Examine the material below. Gather every line in which the string "wristband" appears.

BEGIN RAW DATA

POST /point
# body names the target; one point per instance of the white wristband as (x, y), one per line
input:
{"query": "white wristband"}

END RAW DATA
BEGIN RAW DATA

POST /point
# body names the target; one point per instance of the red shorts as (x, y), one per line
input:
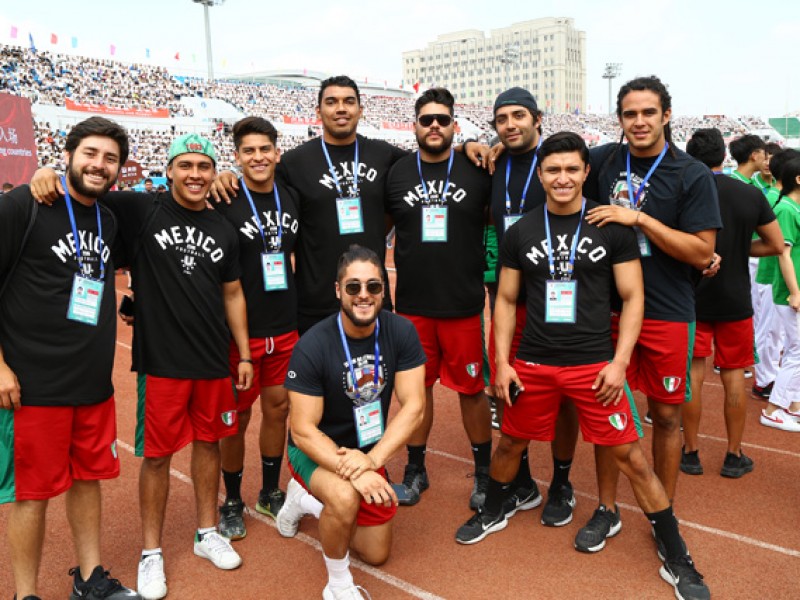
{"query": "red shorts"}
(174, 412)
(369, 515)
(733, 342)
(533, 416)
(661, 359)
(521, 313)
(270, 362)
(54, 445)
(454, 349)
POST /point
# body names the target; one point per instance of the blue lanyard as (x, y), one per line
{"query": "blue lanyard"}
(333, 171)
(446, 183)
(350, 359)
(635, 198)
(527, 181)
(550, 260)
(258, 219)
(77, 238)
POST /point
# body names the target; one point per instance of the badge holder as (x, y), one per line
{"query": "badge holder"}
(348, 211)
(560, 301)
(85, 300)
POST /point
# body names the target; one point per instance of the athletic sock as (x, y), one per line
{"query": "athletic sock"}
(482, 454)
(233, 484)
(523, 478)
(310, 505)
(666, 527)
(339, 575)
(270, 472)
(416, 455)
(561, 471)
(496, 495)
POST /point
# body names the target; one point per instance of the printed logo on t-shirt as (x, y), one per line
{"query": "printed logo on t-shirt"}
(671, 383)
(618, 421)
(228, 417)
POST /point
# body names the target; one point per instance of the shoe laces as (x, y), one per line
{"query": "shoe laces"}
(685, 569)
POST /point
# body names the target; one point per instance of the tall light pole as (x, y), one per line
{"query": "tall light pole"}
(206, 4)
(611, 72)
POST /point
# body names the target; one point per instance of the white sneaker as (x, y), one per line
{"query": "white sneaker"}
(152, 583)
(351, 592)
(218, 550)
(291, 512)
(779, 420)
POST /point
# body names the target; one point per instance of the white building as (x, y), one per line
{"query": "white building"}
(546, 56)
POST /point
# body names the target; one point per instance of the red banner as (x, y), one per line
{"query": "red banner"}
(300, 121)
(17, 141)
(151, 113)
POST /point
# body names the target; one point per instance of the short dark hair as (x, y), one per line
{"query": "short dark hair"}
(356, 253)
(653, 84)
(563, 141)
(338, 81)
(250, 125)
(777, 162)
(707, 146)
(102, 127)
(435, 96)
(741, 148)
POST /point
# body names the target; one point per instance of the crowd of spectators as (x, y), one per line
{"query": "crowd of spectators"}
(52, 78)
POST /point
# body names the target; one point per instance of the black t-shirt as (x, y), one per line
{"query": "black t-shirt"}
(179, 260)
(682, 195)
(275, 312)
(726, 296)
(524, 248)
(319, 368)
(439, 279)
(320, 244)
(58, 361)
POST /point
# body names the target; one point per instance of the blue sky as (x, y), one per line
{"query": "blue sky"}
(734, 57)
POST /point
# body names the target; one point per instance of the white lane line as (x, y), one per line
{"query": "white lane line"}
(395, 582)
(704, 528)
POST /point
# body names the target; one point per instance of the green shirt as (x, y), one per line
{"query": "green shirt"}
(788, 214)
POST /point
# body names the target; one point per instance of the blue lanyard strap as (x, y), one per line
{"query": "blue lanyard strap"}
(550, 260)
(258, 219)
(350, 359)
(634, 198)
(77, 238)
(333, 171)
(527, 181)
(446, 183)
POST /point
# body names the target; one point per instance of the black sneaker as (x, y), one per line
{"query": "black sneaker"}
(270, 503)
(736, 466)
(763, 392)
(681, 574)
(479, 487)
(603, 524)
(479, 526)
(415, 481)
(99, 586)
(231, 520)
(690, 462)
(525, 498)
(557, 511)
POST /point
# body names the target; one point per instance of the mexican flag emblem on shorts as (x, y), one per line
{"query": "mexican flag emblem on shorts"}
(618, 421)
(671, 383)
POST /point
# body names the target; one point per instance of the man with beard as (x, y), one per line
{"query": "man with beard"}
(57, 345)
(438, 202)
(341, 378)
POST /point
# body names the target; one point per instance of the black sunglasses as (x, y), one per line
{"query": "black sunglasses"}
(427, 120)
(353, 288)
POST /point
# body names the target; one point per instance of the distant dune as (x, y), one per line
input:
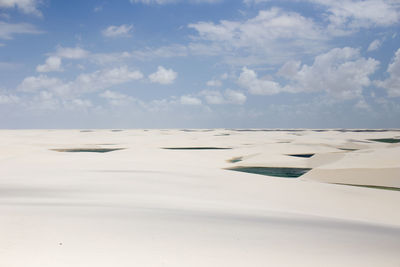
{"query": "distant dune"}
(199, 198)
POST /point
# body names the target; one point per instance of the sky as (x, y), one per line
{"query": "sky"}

END RAW DATA

## RESULT OF THE TASK
# body names the target; one point per instance of the white wristband as (x, y), one per line
{"query": "white wristband"}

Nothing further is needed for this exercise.